> **Work to complete**
Both the line containing "For each instance of the white cloud, set" and the last line of the listing are included: write out exactly the lines from one to the other.

> **Material for this task**
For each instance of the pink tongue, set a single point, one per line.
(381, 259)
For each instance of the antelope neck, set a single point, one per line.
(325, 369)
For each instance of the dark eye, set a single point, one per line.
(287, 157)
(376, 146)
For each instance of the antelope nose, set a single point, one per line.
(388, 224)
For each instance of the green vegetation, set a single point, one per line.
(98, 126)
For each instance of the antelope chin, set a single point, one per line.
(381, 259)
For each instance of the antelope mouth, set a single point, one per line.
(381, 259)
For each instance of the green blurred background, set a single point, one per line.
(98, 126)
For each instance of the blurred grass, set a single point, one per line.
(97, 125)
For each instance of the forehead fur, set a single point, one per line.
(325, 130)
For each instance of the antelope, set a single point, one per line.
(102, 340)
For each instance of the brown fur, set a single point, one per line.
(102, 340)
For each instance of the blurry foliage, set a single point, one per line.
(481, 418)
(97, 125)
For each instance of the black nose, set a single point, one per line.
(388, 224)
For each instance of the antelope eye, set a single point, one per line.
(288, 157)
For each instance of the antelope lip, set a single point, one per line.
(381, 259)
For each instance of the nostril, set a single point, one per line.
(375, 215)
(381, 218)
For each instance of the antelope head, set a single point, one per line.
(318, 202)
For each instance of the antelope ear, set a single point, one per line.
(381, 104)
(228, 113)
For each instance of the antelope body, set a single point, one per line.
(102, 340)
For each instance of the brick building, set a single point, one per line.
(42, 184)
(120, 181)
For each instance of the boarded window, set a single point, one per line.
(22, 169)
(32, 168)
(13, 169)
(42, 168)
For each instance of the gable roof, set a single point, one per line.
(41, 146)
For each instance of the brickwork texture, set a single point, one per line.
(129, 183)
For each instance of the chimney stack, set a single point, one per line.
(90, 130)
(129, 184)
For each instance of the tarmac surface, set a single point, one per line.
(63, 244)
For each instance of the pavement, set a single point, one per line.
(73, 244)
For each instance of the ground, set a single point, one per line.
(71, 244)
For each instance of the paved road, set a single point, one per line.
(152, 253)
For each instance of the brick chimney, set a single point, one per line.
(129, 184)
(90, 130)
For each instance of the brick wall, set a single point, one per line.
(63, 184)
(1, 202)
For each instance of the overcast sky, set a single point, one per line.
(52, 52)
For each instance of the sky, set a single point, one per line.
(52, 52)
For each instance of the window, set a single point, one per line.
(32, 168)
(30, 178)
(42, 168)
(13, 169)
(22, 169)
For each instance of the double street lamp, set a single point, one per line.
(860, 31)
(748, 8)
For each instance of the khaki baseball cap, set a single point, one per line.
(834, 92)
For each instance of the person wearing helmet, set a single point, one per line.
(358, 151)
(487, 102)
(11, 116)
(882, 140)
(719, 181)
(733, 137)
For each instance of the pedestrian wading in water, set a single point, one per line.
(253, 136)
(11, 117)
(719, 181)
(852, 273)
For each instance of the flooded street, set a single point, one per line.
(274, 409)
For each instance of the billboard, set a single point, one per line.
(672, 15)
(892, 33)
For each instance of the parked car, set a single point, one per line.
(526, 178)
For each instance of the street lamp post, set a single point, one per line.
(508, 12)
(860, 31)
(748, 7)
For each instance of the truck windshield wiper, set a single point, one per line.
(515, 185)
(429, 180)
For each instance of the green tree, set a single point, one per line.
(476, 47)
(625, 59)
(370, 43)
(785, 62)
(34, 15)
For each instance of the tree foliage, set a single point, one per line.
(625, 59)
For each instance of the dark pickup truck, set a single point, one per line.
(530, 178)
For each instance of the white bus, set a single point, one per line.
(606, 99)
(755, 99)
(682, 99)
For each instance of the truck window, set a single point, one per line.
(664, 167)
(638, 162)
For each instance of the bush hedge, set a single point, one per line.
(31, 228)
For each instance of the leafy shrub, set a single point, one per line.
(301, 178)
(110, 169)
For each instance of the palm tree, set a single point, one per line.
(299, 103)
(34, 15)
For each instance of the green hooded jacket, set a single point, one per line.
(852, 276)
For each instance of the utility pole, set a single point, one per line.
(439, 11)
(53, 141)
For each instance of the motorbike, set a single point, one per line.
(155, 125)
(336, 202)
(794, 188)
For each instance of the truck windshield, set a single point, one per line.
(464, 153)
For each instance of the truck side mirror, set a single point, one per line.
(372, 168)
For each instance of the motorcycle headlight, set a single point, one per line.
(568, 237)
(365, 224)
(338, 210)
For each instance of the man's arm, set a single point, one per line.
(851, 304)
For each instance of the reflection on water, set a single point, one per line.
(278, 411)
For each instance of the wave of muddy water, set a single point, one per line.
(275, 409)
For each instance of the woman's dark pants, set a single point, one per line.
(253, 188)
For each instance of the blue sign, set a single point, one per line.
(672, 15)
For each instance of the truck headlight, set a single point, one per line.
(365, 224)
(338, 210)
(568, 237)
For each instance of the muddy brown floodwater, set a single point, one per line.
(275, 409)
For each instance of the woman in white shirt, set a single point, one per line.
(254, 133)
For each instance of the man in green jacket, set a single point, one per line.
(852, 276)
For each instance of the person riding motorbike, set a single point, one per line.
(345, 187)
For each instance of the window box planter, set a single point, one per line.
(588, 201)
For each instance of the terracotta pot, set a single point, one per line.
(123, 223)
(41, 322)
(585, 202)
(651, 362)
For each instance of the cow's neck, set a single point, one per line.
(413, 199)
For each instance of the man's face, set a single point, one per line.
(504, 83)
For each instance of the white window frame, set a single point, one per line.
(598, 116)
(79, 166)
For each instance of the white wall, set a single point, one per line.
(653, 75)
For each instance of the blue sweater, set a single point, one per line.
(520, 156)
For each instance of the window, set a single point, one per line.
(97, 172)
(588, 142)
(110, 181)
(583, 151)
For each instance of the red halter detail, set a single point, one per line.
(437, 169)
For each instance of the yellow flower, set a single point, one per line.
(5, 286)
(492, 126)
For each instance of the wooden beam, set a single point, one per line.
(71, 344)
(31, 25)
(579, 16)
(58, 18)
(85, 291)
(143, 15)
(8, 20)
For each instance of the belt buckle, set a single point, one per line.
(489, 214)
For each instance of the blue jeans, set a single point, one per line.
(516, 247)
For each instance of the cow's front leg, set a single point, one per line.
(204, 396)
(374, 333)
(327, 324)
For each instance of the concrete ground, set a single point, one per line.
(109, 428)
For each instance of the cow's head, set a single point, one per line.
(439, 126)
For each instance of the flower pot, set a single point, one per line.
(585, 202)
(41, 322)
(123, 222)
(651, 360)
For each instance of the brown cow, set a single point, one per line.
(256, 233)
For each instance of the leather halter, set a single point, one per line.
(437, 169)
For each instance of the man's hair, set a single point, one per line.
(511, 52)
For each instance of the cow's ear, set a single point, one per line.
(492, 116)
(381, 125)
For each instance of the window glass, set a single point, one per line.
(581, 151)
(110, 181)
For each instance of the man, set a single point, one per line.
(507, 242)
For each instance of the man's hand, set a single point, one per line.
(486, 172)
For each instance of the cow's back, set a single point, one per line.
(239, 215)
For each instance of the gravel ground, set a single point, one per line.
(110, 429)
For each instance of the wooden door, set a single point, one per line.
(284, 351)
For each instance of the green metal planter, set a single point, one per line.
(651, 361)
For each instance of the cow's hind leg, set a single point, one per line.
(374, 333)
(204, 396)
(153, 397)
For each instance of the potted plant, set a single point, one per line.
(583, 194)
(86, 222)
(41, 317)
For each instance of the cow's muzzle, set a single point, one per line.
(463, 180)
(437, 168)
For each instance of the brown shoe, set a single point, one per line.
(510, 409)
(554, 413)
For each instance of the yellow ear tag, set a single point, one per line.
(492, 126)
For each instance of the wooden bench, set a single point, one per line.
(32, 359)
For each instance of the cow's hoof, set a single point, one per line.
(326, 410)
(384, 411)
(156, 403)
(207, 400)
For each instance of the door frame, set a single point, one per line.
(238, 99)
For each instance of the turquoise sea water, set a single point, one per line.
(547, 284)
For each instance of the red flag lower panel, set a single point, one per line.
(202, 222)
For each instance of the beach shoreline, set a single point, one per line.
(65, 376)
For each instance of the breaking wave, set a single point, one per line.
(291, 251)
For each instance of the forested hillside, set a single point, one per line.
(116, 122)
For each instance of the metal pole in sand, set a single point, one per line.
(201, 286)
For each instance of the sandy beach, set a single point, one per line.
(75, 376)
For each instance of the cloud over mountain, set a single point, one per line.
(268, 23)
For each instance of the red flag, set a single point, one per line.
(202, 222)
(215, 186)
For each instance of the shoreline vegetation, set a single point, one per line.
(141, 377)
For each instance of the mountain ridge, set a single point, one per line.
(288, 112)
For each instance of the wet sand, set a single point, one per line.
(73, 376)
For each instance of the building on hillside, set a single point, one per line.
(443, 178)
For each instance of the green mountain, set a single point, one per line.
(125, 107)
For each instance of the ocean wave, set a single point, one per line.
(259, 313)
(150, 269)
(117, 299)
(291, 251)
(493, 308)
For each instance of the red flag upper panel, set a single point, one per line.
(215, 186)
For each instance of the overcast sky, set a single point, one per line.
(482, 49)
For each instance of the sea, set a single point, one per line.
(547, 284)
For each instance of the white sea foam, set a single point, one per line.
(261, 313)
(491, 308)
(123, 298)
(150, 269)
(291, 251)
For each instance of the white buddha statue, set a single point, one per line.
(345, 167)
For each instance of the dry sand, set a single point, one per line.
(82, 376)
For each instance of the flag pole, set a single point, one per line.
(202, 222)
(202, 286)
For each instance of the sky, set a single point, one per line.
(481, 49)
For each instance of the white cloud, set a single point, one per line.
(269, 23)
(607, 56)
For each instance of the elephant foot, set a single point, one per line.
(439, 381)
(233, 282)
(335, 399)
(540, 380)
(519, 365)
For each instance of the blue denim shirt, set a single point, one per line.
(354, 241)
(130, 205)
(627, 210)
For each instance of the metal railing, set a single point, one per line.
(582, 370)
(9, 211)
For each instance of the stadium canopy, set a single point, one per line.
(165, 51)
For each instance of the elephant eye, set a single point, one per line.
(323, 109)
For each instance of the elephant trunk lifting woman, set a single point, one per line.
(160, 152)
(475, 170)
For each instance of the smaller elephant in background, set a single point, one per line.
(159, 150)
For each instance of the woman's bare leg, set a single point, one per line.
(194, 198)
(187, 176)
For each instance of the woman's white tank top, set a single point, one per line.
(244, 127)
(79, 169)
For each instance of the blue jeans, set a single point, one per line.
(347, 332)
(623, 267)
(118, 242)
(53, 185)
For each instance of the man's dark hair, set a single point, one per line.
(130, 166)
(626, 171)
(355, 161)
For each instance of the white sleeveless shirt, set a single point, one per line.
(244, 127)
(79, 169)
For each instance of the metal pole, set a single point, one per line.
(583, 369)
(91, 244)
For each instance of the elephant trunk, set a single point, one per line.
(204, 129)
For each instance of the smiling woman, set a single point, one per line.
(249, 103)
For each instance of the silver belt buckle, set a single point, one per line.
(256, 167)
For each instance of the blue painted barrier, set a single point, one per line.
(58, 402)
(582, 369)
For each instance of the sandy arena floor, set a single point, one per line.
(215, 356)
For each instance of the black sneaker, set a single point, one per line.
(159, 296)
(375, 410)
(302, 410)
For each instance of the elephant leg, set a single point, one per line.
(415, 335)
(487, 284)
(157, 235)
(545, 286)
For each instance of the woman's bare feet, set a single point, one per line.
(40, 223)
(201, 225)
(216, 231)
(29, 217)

> **Finished answer**
For each instance of the white cloud, set a single point, one per line.
(269, 23)
(607, 56)
For each instance of the elephant foot, set a single point, one per line.
(439, 381)
(233, 282)
(335, 399)
(540, 380)
(519, 365)
For each instance of the blue denim shirt, set a single point, one per line.
(354, 241)
(130, 205)
(627, 210)
For each instance of the metal railing, set a single point, one per line.
(582, 370)
(9, 211)
For each instance of the stadium canopy, set a single point, one per line.
(165, 51)
For each instance of the elephant eye, set a single point, one per line.
(323, 109)
For each instance of the elephant trunk lifting woman, set a single point, one per line.
(160, 152)
(475, 170)
For each instance of the smaller elephant in background, set a single point, one per line.
(159, 150)
For each instance of the woman's bare leg, set a single point, one per line.
(194, 198)
(187, 176)
For each instance of the woman's white tank top, set a single point, one per line.
(244, 127)
(79, 169)
For each instance of the blue jeans, set a single point, one per line.
(347, 332)
(623, 267)
(118, 242)
(53, 185)
For each instance of the man's dark hair, set a single point, one per line.
(130, 166)
(626, 171)
(355, 161)
For each instance of the white sleeveless shirt, set a single point, one per line.
(244, 127)
(79, 169)
For each instance of the metal pole, set a single point, one per line.
(583, 369)
(91, 244)
For each instance of the elephant trunk, set a single point, one per line.
(204, 129)
For each instance of the smiling woman, set a single point, one per line.
(249, 103)
For each instance of the silver belt buckle, set a single point, one per line.
(256, 167)
For each instance of the blue painted barrier, set a single point, one per line.
(58, 402)
(582, 369)
For each instance of the sandy arena floor, set a single point, one per line.
(215, 356)
For each instance of the black sneaker, set a single point, one per line.
(159, 296)
(375, 410)
(302, 410)
For each instance of the elephant leg, set a single point, one per line.
(415, 335)
(487, 284)
(157, 235)
(545, 286)
For each instance of the woman's bare feet, set a single point, one per line.
(40, 223)
(201, 225)
(216, 231)
(29, 217)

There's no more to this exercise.